» Source records:
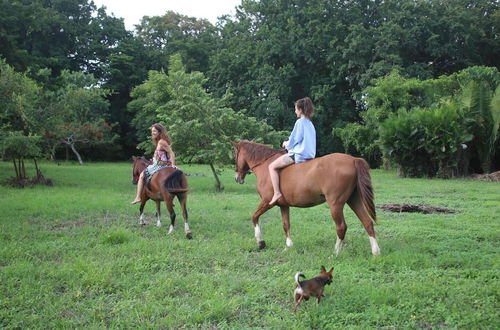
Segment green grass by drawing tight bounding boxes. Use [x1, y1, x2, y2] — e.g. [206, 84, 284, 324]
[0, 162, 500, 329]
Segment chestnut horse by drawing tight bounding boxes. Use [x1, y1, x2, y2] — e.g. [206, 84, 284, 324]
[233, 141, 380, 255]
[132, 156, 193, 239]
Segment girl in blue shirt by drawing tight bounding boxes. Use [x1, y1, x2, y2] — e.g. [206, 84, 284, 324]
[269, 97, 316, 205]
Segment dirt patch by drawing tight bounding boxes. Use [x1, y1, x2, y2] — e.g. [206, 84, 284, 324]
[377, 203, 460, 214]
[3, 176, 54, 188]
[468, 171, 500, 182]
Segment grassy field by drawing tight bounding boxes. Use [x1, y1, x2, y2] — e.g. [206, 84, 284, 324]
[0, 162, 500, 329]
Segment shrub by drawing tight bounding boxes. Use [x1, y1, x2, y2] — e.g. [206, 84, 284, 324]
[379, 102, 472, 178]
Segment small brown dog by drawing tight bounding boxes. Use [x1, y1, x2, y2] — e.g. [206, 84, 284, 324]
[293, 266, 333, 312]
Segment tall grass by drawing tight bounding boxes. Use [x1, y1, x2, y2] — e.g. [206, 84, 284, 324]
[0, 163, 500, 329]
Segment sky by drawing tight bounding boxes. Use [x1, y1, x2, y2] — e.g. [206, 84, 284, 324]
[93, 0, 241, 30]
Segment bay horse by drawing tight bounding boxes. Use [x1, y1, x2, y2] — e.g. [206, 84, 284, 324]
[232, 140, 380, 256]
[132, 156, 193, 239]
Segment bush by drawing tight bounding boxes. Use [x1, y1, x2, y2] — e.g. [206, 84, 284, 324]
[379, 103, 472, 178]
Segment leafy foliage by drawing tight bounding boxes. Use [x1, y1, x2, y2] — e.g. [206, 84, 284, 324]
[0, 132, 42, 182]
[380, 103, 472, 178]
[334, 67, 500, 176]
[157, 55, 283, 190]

--

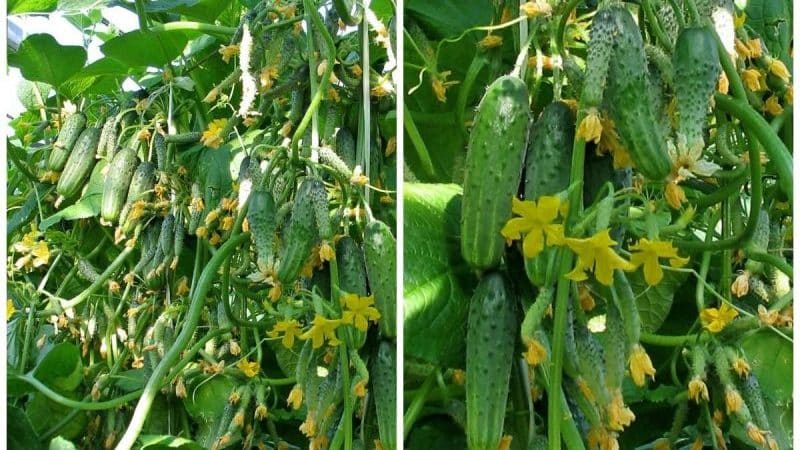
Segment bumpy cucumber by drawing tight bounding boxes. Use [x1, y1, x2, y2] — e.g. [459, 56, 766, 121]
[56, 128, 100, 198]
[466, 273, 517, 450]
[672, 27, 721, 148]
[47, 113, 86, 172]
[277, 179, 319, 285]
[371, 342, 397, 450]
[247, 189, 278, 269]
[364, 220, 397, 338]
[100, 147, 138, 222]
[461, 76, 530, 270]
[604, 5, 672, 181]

--

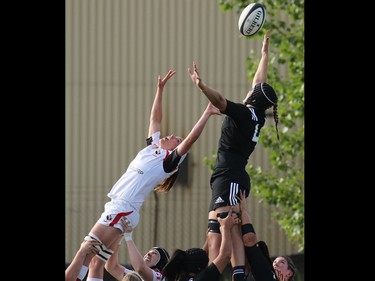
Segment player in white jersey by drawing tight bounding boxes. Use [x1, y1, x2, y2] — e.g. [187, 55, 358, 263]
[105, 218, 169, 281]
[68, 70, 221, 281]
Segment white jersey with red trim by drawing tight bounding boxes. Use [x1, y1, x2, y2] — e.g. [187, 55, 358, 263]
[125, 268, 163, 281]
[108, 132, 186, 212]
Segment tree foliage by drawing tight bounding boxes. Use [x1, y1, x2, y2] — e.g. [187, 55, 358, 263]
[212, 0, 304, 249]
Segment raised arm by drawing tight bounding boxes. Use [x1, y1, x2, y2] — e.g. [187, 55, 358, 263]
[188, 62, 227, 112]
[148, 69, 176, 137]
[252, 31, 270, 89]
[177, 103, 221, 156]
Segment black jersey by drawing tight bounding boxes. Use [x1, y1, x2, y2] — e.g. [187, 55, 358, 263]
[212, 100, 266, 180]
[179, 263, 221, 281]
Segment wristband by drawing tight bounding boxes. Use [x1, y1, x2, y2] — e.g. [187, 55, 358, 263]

» Work required:
Render the records from the line with "Segment sky by" to the line with "[379, 103, 472, 178]", both included, as a two-column CSV headed text and answer, with one row per record. Enclose each field in quotation marks, and replace any line breaks within a field with spaces.

» The answer:
text,answer
"Segment sky by drawing tight bounding boxes. Use [x1, y1, x2, y2] — e.g. [206, 84, 284, 324]","[93, 0, 241, 30]"
"Segment bay horse by drawing tight bounding boxes. Use [x1, y1, x2, y2] — e.g. [206, 84, 284, 324]","[232, 140, 380, 256] [132, 156, 193, 239]"
"Segment bush by drawing tight bounding boxes. Use [x1, y1, x2, y2] — e.g. [206, 84, 284, 324]","[379, 103, 472, 178]"